TASKS FOR THIS EXERCISE →
1/ In the editorial on Al Gore's Nobel Peace Prize, with whom does Mr. Gore share the prize?
2/ Reproduce the stretch of the Al Gore editorial from "Oct. 13--Al Gore" through "catastrophe. Not bad.".

DOCUMENT EXCERPT →
· · ·

Current Headlines: By The Dallas Morning News

Oct. 13--Al Gore didn't win the presidency in 2000, but by any measure he's had some pretty great consolations. He wrote a best-selling book about the global climate-change crisis, won an Academy Award this year for his environmentalist documentary, An Inconvenient Truth, and now has received the Nobel Peace Prize for his work to save the planet from environmental catastrophe. Not bad.

True, being named a Nobel laureate will do nothing to change Mr. Gore's image as a stuffed shirt in the eyes of many Americans, who don't believe his climate-change message and consider him to be personally sanctimonious.

But the Nobel Prize, which Mr. Gore shares with a United Nations global warming panel, will undoubtedly bring more attention to the climate change problem, at the very time the menacing metamorphosis accelerates faster than scientists have been predicting. Mr. Gore, whatever his faults, is on top of the right issue at the right time.

In fact, he has long been ahead of his time. In 1992, President George H.W. Bush made fun of Mr. Gore, then running for vice president, for his environmental enthusiasm. Far fewer people are laughing today. Though some will question what Mr. Gore's green activism has to do with peace, Pentagon planners are already anticipating wars over diminishing resources as climate change provokes droughts, famines and massive population migrations.

· · ·

Point annotation dataset entries:
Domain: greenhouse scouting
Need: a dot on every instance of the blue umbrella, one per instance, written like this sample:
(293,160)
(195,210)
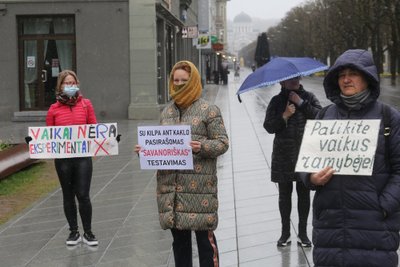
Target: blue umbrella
(280,69)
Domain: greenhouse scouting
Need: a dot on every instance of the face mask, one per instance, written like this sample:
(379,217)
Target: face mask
(70,90)
(178,87)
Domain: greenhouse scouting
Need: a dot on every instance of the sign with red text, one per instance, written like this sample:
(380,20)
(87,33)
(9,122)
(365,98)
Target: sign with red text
(348,146)
(165,147)
(73,141)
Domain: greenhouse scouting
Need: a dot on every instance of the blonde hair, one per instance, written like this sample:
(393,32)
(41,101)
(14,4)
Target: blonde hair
(61,77)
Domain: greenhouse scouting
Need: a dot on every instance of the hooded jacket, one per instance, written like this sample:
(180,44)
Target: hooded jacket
(356,219)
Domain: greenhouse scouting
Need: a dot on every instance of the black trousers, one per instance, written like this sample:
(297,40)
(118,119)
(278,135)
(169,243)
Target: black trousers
(206,245)
(75,176)
(285,205)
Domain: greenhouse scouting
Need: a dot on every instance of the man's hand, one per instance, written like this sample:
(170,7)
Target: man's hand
(289,111)
(322,177)
(295,98)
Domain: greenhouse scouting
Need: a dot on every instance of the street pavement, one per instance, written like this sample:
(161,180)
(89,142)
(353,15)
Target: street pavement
(125,216)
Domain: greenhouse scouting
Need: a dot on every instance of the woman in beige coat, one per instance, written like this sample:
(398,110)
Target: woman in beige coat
(187,199)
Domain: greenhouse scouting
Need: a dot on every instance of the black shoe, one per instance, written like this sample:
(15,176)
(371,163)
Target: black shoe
(302,240)
(284,240)
(74,238)
(90,239)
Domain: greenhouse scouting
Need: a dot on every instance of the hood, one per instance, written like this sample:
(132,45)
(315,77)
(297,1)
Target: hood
(358,59)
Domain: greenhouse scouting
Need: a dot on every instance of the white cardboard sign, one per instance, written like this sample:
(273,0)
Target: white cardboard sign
(165,147)
(348,146)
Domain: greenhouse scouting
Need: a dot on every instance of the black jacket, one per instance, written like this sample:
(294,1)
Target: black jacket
(288,134)
(356,219)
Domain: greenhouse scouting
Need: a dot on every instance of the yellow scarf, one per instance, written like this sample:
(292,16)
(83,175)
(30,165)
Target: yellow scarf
(191,91)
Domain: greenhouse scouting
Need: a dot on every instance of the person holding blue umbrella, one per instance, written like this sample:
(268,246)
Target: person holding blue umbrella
(286,117)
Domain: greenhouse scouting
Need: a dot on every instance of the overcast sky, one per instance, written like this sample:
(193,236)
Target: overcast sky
(265,9)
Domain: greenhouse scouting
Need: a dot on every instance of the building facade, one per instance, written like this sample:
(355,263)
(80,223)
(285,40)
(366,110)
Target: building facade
(122,51)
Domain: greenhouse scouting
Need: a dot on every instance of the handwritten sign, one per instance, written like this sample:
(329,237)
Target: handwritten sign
(348,146)
(165,147)
(73,141)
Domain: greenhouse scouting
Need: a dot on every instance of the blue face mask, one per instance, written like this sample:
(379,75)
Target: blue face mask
(70,90)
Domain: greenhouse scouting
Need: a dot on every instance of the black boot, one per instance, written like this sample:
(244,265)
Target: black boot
(284,240)
(285,208)
(303,208)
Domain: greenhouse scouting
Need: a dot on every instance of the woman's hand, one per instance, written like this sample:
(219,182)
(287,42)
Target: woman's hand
(196,146)
(322,177)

· · ·

FULL SOLUTIONS →
1/ A United Nations global warming panel.

2/
Oct. 13--Al Gore didn't win the presidency in 2000, but by any measure he's had some pretty great consolations. He wrote a best-selling book about the global climate-change crisis, won an Academy Award this year for his environmentalist documentary, An Inconvenient Truth, and now has received the Nobel Peace Prize for his work to save the planet from environmental catastrophe. Not bad.